━━ Extracto del documento ━━

Las urnas volvieron a pedir "un país normal". ¿Un país normal es un país peronista? Hay un gesto defensivo que la historia argentina repite, cada vez que el pueblo se defiende de una agresión de las elites. No habremos tomado el cielo por asalto, pero sí que defendemos lo que supimos conseguir.
Pese a sus defectos y a su mala prensa, la democracia argentina expresa de forma elocuente opiniones mayoritarias en la sociedad a través del voto, marca rumbos y pone límites a sus gobernantes, castiga y premia de maneras tan inapelables como crueles. Lo hace más de lo que habitualmente estamos dispuestos a admitir, especialmente cuando perdemos y nos cuesta asumir el mensaje de la sociedad, pero también cuando ganamos y confundimos nuestras fantasías con la voluntad popular. Lo cual no es una invitación a resignarse a “lo que hay”, ni mucho menos a hacer política on demand, sino simplemente una precondición elemental para hacer política con eficacia: conocer la realidad, para transformarla.
Dicho esto, vale la pena la pregunta, ¿cuál es el mandato de las urnas del 11 de agosto?
El elemento más primario que salta a la vista es el instinto de defensa de la sociedad argentina, su músculo defensivo, siempre en ejercicio en una gimnasia que se confunde con la historia nacional misma. Una memoria ancestral nos hace activarnos contra el agresor. Si hace falta tiramos aceite hirviendo al invasor inglés desde los balcones coloniales, cruzamos nadando el Riachuelo para liberar a un coronel pro-obrero, nos unimos trabajadores y estudiantes para armar barricadas contra un ejército nacional utilizado como fuerza de ocupación, salimos a las calles y ponemos la sangre necesaria para que se vayan todos, o llenamos las plazas para que no haya ni una menos asesinada por la violencia patriarcal. Los ejemplos abundan. Es como si la defensa de derechos amenazados nos resultara más movilizadora que la conquista de nuevos derechos. A diferencia del proletario que imaginaba Marx, tenemos mucho más que perder que nuestras cadenas, y no estamos dispuestos a ceder fácilmente.

━━━
━━ Filas de datos ━━

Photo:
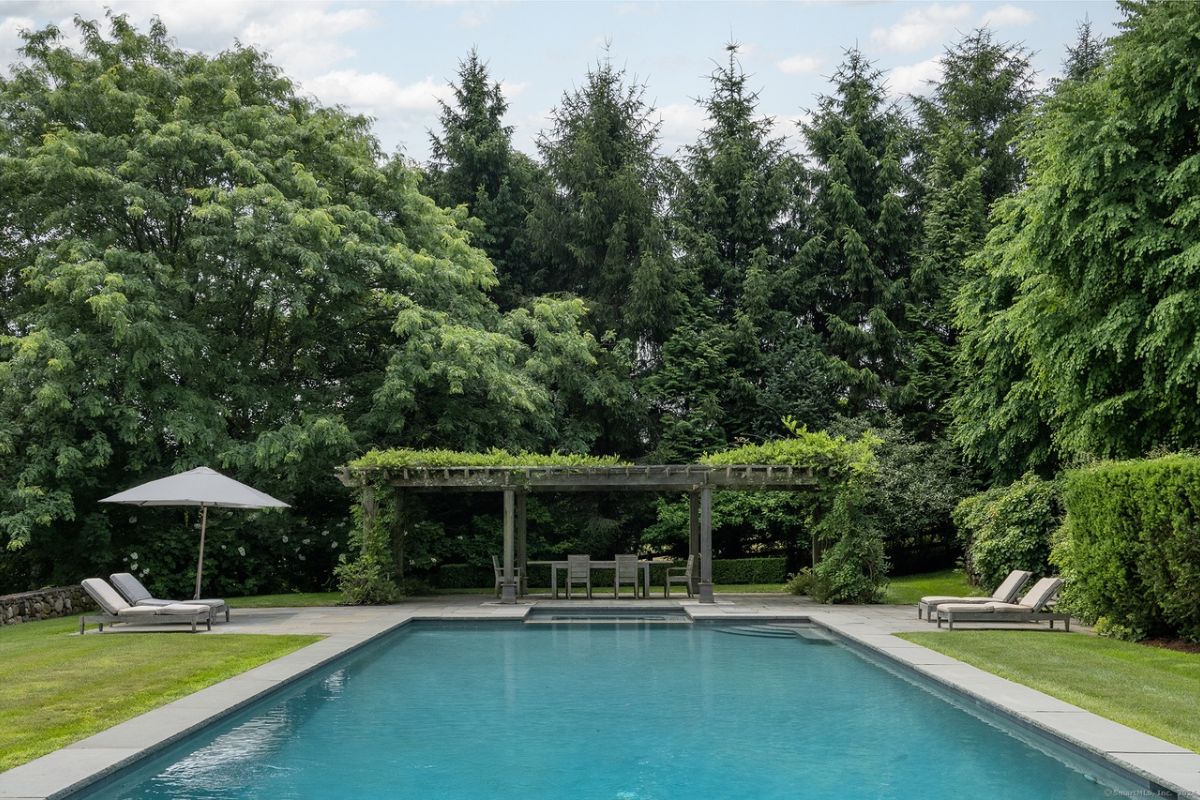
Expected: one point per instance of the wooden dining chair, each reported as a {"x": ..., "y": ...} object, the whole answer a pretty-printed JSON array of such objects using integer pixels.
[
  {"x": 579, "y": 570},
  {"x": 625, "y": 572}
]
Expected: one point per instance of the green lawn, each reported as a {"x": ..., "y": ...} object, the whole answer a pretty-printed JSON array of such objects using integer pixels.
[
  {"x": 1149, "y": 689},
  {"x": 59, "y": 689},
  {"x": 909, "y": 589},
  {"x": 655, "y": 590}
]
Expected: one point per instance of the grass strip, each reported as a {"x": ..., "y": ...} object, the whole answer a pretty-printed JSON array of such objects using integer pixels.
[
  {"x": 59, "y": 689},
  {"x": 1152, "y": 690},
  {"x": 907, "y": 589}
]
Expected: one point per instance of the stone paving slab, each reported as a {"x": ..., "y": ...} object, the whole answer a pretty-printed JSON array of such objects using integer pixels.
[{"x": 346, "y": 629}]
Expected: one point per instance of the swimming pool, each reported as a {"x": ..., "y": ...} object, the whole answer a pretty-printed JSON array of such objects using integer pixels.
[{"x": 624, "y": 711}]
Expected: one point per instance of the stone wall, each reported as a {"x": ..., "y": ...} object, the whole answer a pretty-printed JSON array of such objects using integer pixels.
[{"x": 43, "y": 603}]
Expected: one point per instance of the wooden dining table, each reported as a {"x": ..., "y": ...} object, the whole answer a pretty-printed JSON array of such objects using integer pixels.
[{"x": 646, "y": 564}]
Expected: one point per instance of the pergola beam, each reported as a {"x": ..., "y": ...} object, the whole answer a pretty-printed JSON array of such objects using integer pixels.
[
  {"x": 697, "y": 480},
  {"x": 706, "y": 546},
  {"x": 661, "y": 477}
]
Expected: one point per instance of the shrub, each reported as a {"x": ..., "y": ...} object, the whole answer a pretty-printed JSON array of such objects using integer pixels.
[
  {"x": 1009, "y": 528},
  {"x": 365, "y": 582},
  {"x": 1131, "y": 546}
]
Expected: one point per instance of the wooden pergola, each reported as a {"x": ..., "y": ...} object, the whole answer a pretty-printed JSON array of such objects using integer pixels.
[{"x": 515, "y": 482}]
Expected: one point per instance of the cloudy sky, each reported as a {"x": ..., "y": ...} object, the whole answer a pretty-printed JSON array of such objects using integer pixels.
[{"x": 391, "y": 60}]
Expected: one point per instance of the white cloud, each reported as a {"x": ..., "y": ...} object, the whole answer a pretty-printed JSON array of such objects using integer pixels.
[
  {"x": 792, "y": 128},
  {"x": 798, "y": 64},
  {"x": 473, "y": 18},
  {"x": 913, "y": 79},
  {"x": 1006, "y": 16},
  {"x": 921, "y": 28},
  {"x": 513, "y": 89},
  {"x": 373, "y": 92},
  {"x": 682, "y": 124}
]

━━━

*Ejercicio propuesto A*
Resume en dos oraciones el texto sobre el voto en Argentina.
*Ejercicio propuesto B*
Transcribe literalmente el pasaje del texto sobre el voto en Argentina que comienza en "Las urnas volvieron" y termina en "que supimos conseguir.".

*Solución desarrollada A*
La democracia argentina expresa mediante el voto las opiniones mayoritarias de la sociedad, marca rumbos y pone límites a sus gobernantes, y conocer esa realidad es una precondición elemental para hacer política con eficacia. Ante la pregunta por el mandato de las urnas del 11 de agosto, el elemento más primario es el instinto de defensa de la sociedad argentina, que a lo largo de su historia se activa contra el agresor para defender derechos amenazados.

*Solución desarrollada B*
Las urnas volvieron a pedir "un país normal". ¿Un país normal es un país peronista? Hay un gesto defensivo que la historia argentina repite, cada vez que el pueblo se defiende de una agresión de las elites. No habremos tomado el cielo por asalto, pero sí que defendemos lo que supimos conseguir.